**INSTRUCTIONS TO FOLLOW**
Update the lines from the one with "of the orange" up to and including the one with "(370, 1131)" by putting "biggest circle" in place of "largest disc", leaving everything else the same.

**RECORDS SUPPLIED**
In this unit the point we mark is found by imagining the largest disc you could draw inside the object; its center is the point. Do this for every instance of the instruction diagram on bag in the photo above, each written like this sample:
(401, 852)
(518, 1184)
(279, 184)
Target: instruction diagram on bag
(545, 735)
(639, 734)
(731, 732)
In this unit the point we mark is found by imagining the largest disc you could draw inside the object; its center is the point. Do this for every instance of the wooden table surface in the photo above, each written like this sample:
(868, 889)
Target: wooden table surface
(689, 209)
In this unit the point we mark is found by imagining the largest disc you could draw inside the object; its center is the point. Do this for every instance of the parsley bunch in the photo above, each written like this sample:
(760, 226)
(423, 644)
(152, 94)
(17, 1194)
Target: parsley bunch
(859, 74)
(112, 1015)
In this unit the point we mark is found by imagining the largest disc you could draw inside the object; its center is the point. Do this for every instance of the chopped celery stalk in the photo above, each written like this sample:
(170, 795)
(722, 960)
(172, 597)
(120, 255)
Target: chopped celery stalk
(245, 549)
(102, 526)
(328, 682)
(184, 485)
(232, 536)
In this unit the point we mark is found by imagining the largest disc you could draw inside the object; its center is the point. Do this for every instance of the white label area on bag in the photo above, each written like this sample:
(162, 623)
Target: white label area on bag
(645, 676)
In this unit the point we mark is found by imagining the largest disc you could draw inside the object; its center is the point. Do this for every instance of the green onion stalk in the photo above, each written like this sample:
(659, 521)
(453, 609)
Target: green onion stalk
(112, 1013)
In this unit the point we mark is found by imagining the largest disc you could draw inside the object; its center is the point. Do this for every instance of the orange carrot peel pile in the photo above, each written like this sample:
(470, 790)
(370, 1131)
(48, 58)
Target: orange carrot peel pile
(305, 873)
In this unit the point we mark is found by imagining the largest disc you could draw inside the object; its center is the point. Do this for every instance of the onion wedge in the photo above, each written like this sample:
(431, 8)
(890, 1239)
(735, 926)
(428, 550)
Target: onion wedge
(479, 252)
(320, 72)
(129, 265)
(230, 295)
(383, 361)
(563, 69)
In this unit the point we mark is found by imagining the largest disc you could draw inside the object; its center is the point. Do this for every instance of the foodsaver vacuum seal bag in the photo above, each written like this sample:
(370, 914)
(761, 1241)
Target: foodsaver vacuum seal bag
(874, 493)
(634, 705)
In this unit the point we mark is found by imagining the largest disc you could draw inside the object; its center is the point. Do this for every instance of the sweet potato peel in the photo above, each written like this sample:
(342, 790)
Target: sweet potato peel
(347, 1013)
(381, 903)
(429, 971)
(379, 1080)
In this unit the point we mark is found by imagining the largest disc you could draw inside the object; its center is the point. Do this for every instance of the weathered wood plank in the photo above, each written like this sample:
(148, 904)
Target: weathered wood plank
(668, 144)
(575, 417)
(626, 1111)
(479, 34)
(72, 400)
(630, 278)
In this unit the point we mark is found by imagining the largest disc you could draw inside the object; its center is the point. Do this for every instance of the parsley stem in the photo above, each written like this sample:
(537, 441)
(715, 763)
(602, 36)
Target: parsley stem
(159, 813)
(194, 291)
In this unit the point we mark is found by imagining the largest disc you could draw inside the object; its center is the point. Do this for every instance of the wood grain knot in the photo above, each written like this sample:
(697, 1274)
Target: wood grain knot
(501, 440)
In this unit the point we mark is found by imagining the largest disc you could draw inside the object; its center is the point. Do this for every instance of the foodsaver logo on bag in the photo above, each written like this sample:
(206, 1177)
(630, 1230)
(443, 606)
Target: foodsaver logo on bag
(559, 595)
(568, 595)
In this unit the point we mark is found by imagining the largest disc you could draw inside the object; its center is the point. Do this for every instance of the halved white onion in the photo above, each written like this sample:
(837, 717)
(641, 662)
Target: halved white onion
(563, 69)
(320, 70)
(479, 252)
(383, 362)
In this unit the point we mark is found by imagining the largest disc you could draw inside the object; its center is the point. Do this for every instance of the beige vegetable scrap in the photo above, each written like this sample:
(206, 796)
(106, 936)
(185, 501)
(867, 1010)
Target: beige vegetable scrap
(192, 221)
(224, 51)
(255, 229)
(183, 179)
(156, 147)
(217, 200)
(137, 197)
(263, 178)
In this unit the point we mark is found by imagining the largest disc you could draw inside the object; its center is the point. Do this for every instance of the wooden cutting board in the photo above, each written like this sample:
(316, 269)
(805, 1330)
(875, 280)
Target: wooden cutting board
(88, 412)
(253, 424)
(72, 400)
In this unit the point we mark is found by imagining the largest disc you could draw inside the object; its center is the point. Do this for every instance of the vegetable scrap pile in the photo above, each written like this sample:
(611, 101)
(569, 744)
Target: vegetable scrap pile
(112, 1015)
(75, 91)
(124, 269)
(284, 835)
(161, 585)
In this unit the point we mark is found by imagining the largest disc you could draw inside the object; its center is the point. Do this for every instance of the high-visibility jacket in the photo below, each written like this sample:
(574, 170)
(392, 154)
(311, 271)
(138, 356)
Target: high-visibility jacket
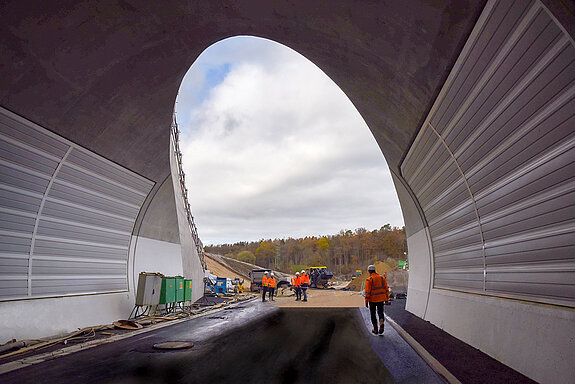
(304, 279)
(376, 289)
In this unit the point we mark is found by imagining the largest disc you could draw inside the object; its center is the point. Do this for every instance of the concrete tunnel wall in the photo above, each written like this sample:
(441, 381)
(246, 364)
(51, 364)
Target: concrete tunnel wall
(100, 74)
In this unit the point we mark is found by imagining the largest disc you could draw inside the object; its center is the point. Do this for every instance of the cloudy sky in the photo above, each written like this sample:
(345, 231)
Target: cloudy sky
(272, 148)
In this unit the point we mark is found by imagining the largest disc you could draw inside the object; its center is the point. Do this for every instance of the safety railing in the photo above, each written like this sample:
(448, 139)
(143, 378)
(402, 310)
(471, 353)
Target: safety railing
(182, 180)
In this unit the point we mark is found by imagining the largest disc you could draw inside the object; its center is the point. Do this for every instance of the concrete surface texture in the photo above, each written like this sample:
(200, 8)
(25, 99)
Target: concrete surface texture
(250, 342)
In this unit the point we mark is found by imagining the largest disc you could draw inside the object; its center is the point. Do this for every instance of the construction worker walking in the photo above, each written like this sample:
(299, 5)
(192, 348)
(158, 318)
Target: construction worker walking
(272, 286)
(376, 293)
(304, 279)
(264, 285)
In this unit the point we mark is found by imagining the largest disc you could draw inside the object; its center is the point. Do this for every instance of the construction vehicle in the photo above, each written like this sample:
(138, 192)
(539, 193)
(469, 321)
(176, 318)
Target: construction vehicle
(256, 276)
(319, 277)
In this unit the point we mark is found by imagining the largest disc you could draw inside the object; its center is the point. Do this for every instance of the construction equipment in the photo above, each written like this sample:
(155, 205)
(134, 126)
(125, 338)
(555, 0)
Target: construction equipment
(357, 273)
(256, 276)
(319, 277)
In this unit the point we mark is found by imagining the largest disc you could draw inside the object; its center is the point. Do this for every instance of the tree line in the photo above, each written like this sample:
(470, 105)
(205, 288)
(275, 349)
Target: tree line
(342, 253)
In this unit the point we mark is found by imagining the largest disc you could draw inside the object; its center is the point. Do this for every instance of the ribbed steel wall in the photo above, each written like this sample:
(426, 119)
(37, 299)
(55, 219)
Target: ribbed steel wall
(66, 215)
(493, 166)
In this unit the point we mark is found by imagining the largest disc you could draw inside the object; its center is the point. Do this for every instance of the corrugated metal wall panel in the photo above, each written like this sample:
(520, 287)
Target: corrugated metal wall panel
(13, 288)
(98, 184)
(501, 209)
(14, 265)
(76, 268)
(98, 165)
(83, 197)
(66, 215)
(19, 201)
(82, 215)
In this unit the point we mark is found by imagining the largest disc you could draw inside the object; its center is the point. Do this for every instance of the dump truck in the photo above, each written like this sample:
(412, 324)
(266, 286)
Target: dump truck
(319, 277)
(256, 279)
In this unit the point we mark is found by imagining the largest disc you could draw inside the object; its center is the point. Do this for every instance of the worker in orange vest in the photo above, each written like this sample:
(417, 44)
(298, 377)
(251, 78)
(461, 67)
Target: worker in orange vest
(376, 293)
(264, 285)
(296, 283)
(272, 286)
(304, 278)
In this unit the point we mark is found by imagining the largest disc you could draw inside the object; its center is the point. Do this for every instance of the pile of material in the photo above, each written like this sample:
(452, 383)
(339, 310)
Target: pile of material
(358, 283)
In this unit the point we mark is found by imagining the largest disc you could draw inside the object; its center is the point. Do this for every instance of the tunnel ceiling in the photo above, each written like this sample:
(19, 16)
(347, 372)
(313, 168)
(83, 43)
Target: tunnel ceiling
(105, 74)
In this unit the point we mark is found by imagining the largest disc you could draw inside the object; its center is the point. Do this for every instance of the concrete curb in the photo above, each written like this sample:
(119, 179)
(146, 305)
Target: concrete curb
(31, 360)
(426, 356)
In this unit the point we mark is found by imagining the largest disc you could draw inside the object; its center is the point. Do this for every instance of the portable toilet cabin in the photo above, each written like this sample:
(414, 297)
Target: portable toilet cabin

**TASK SOLUTION**
In this unit the point we mark is found by imagining the biggest circle you could draw inside the object; its center is the point. Do this for every instance of the orange carrot peel pile in the photo above, each written like this sample:
(470, 790)
(370, 1131)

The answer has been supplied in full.